> [WHAT THIS TASK INVOLVES] Repeat the listing in full, word for word.
━━ LISTED RECORDS
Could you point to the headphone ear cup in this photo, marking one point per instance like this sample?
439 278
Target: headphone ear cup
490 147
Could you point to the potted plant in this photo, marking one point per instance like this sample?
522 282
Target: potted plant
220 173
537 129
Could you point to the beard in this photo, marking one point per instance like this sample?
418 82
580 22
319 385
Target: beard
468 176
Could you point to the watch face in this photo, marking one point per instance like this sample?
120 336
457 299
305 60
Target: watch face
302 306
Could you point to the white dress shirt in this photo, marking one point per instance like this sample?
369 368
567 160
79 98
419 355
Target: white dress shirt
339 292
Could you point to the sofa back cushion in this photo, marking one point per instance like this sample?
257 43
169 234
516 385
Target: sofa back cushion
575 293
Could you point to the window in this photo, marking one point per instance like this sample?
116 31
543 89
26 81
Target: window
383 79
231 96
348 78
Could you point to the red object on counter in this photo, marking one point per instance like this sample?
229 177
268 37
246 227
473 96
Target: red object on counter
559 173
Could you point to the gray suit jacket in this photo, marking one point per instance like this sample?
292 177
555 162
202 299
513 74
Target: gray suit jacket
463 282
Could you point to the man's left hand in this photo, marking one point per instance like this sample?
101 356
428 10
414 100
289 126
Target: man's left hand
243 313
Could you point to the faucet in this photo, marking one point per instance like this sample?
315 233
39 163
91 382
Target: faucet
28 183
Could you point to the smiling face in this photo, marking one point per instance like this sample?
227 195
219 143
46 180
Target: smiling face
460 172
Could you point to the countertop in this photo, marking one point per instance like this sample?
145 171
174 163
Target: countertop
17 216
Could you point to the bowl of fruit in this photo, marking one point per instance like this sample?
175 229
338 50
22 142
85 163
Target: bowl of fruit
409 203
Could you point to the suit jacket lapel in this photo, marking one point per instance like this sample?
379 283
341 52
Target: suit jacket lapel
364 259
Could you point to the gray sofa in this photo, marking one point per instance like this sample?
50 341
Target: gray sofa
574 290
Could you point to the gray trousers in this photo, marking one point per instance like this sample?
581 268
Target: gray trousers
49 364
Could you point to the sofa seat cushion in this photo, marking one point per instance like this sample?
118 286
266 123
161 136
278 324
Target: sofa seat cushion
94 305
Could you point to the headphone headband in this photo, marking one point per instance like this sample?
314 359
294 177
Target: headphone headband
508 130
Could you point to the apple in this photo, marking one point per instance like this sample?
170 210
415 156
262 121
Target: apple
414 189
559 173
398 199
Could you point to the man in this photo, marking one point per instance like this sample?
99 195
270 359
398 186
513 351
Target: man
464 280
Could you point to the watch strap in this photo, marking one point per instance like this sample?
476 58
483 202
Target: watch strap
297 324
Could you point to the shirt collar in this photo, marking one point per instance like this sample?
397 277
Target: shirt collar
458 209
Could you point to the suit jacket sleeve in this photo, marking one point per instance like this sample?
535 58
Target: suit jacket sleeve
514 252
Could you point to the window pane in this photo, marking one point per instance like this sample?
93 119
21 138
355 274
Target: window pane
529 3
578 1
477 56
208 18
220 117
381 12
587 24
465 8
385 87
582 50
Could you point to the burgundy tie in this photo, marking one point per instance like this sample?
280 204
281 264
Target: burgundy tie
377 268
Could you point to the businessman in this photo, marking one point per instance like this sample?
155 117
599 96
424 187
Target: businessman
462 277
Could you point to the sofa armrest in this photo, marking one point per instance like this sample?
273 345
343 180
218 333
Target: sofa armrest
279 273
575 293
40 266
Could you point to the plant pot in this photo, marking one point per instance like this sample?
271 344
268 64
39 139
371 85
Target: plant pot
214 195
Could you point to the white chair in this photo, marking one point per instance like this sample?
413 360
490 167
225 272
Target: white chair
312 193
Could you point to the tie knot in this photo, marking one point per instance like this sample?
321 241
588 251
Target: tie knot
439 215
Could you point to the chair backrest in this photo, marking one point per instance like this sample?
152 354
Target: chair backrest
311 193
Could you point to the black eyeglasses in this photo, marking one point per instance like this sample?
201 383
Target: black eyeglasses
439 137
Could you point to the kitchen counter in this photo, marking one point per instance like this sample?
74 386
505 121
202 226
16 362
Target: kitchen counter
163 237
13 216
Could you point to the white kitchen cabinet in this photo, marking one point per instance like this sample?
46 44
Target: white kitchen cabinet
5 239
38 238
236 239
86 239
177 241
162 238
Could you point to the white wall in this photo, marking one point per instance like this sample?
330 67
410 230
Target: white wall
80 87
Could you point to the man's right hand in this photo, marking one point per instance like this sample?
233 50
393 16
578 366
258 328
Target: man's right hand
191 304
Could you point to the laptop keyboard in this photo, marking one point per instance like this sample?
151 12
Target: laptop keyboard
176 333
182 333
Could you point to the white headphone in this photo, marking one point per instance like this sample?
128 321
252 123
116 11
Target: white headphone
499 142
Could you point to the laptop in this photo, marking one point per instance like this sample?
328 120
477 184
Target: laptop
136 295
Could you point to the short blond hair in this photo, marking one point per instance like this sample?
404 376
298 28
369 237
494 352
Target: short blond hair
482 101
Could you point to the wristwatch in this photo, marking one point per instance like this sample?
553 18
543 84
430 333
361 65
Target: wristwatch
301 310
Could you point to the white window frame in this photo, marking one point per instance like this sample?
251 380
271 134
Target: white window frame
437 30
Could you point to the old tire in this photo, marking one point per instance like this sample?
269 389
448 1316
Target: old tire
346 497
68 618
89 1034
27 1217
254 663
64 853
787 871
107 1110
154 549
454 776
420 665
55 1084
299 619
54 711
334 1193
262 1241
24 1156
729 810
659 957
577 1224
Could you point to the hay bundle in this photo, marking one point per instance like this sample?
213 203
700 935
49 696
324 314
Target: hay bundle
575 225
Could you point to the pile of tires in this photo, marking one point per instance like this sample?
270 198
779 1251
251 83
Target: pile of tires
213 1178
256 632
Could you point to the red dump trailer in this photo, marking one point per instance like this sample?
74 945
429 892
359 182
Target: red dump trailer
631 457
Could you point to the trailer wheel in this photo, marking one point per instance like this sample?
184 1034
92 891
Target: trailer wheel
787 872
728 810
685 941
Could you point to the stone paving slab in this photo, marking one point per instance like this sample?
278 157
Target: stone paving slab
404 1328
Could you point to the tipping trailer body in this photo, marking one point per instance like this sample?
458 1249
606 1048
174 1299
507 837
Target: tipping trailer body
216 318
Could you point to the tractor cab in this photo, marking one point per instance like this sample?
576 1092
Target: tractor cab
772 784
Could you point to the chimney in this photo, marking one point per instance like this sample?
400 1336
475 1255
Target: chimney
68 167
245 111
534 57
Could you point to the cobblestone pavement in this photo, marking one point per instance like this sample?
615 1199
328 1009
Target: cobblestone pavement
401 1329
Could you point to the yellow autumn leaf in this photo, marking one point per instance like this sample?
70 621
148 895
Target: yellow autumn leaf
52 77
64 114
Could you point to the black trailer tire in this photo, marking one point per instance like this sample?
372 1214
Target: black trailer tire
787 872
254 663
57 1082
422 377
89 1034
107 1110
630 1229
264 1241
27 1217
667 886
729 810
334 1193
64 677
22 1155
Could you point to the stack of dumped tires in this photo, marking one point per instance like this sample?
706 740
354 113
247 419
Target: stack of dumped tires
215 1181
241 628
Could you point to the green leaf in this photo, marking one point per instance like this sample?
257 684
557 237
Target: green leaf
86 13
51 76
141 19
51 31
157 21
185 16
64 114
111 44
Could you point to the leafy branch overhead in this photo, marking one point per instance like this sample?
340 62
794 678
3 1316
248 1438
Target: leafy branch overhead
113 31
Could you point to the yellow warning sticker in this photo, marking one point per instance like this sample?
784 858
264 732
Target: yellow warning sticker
━━━━
> [COMPLETE OUTPUT]
Could you point to the headphone ear cup in this photo, marking one point per instance like this sample?
439 278
Target: headphone ear cup
490 147
Could you point to the potted plant in this photo, marking one point per instance like this sample?
522 282
Target: potted plant
220 173
537 129
Could you point to the beard in this photo, marking one point per instance like this sample?
418 82
580 22
319 385
Target: beard
468 176
Could you point to the watch face in this photo, marking one point per instance like this sample?
120 336
457 299
305 60
Target: watch face
302 306
Could you point to the white dress shirt in this photo, marking one point per instance like this sample?
369 368
567 160
79 98
419 355
Target: white dress shirt
339 292
Could you point to the sofa back cushion in this photo, marking one point per instance like this sample?
257 43
169 234
516 385
Target: sofa back cushion
575 293
Could you point to the window in this photo, marking one point per instance like this sample?
116 31
543 89
26 81
Target: window
383 79
231 96
348 78
Could you point to the red object on counter in this photo, marking one point per instance like this sample?
229 177
268 37
246 227
473 96
Target: red object on counter
559 173
Could you point to the gray suit jacket in this photo, marking one point per instance like this sample?
292 177
555 162
202 299
513 74
Target: gray suit jacket
463 282
Could you point to the man's left hand in this photo, marking one point per instance like this sample?
101 356
428 10
414 100
289 126
Target: man's left hand
243 313
Could you point to the faucet in this photo, marking one point per instance like this sample?
315 233
39 163
91 382
Target: faucet
28 183
Could you point to the smiling face in this photo, marking one point per instance like this sample?
227 195
219 143
46 180
Target: smiling face
460 172
Could you point to the countertop in this photo, marking one point per instance like this sample?
145 171
174 163
Target: countertop
17 216
Could you point to the bowl of fruit in this photo, marking one point per instance like this sample?
175 229
338 50
22 142
85 163
Target: bowl of fruit
409 203
Could you point to the suit jacket lapel in this photo, marking one point per instance like this sample?
379 283
341 52
Target: suit jacket lapel
364 259
Could you point to the gray sofa in this photo, marking one point per instance like this sample?
50 341
Target: gray sofa
574 290
Could you point to the gray trousers in this photo, marking one point per instance like this sample?
581 268
Target: gray trousers
49 364
Could you point to the sofa seat cushion in this photo, marking one point per instance like this sample?
118 286
266 123
161 136
278 324
Target: sofa seat cushion
94 305
Could you point to the headphone headband in this photo, marking one point per instance like this sample?
314 359
294 177
Target: headphone headband
508 130
Could you point to the apple in this photo, marking one point per instance like this sample?
170 210
415 156
262 121
Target: apple
414 189
559 173
398 199
Could you point to the man in this photo, marking one point per instance like this sample?
99 195
270 359
398 186
513 351
Target: man
464 280
Could you point to the watch strap in this photo, marking one point per instance like this sample?
476 58
483 202
Target: watch strap
297 324
Could you point to the shirt collar in this photo, marking one point per instance like this sample?
397 277
Target: shirt collar
458 209
Could you point to the suit jacket sleeve in this photo, marking one point per instance like this sample?
535 58
Target: suit jacket sleeve
514 252
Could you point to the window pane in this photo, marking one point per instance like this sample?
93 119
21 138
355 274
Target: window pane
529 3
578 1
477 56
208 18
220 117
381 12
587 24
465 8
385 87
582 50
Could you point to the burgundy tie in this photo, marking one point per instance like this sample?
280 204
281 264
Target: burgundy tie
377 268
Could you point to the businessman in this photo, marking one point per instance like this sample?
155 117
599 96
424 187
Target: businessman
462 277
Could you point to the sofa armrest in this photo, marking one point per instance like this sample?
273 345
343 180
218 333
Target: sofa armrest
279 273
575 293
40 266
Could you point to the plant pot in this photo, marking one point per instance like this sample?
271 344
268 64
39 139
371 85
Target: plant pot
214 195
Could you point to the white chair in this photo, marking one point per instance like this sample?
413 360
490 167
225 272
Target: white chair
312 193
Could you point to the tie knot in this photo, marking one point per instance like this sample?
321 241
588 251
Target: tie knot
439 215
Could you point to the chair backrest in this photo, marking one point per instance like this sample?
152 354
Target: chair backrest
311 193
Could you point to the black eyeglasses in this photo, marking one point per instance like this sample?
201 383
Target: black eyeglasses
439 137
Could you point to the kitchen counter in this photo, marking one point per instance like this sample?
74 386
505 121
202 226
16 362
Target: kitchen counter
163 237
13 216
Could you point to the white kitchen cabinet in this photo, marking one point per instance like this sample?
46 44
Target: white kitchen cabinet
5 239
38 238
236 239
86 239
177 241
162 238
Could you point to the white wall in this photo, marking one point per instance like this sample?
330 67
410 230
Target: white wall
80 87
Could you point to the man's right hand in this photo, marking one point per instance like this sample?
233 50
393 16
578 366
258 328
Target: man's right hand
191 304
Could you point to the laptop keyboard in this photo, marking one point per instance like this sample?
151 12
Target: laptop keyboard
176 333
182 333
Could you point to the white headphone in this photo, marking one point per instance like this sample?
128 321
252 123
116 11
Target: white headphone
499 142
Could you point to the laptop in this photo, marking one point per instance like this sample?
328 120
477 184
Target: laptop
136 295
Could you point to the short blond hair in this photo, marking one point per instance like this sample?
404 376
298 28
369 237
494 352
Target: short blond hair
482 101
Could you point to the wristwatch in this photo, marking one point per instance like this sample?
553 18
543 84
430 333
361 65
Target: wristwatch
301 310
Could you point to the white window frame in this photo, marking one point per instance like this sample?
251 380
271 134
Target: white window frame
437 30
Could you point to the old tire in this photo, marking one point per instance like this sample?
269 389
448 1316
Target: old tire
346 497
68 618
89 1034
27 1217
254 663
64 853
787 871
107 1110
154 549
454 776
420 665
55 1084
299 619
54 711
334 1193
262 1241
24 1156
729 810
659 957
577 1224
Could you point to the hay bundle in this photo, marking one point per instance like this sample?
213 203
700 935
49 696
324 314
Target: hay bundle
575 225
Could you point to the pile of tires in this photo, marking one point per instance like this sample?
270 198
779 1251
251 83
Target: pile of tires
213 1178
256 632
Could you point to the red dump trailer in this photo, marking one point per instance like this sample?
74 945
429 892
359 182
Target: red dump trailer
631 457
Could you point to the trailer wheel in this photo, marking one point per instance like this sample?
184 1034
92 891
Target: trailer wheel
787 872
728 810
685 941
Could you point to the stone paving slab in this photo, marking one point per instance like this sample?
278 157
Target: stone paving slab
404 1328
Could you point to the tipping trailer body in this photo, marking one point per instance like this sample?
458 1249
606 1048
174 1299
507 837
Target: tipping trailer body
216 318
Could you point to the tractor cab in this photo, marking one point per instance like this sample?
576 1092
Target: tractor cab
772 784
Could you point to the chimney in this photo, marking one point per instance like this sample?
400 1336
475 1255
Target: chimney
68 167
245 111
534 57
Could you point to the cobblestone pavement in this photo, marking one point per instance like this sample?
615 1199
328 1009
Target: cobblestone pavement
401 1329
Could you point to the yellow autumn leaf in this photo, marking one point per instance like this sample?
70 621
148 895
Target: yellow autumn leaf
52 77
64 114
Could you point to the black trailer tire in this photo, marking one point per instance like this sample?
372 1214
Target: black trailer tire
787 872
254 663
57 1082
422 377
89 1034
107 1110
630 1229
264 1241
27 1217
667 886
729 810
334 1193
64 677
22 1155
Could you point to the stack of dumped tires in this photo, marking one point per instance like this sample?
706 740
354 113
247 419
Target: stack of dumped tires
215 1181
241 628
Could you point to the green leaf in this photo, marking one point per instance like this sample?
257 684
557 237
Target: green leaf
86 13
51 76
141 19
51 31
157 21
185 16
64 114
111 44
Could you point to the leafy branch overhead in this photo, marking one point per instance like this sample?
340 62
794 678
3 1316
248 1438
Target: leafy branch overhead
113 31
Could you point to the yellow warning sticker in this photo, marking one point per instance like this sample?
784 858
264 732
Target: yellow warning sticker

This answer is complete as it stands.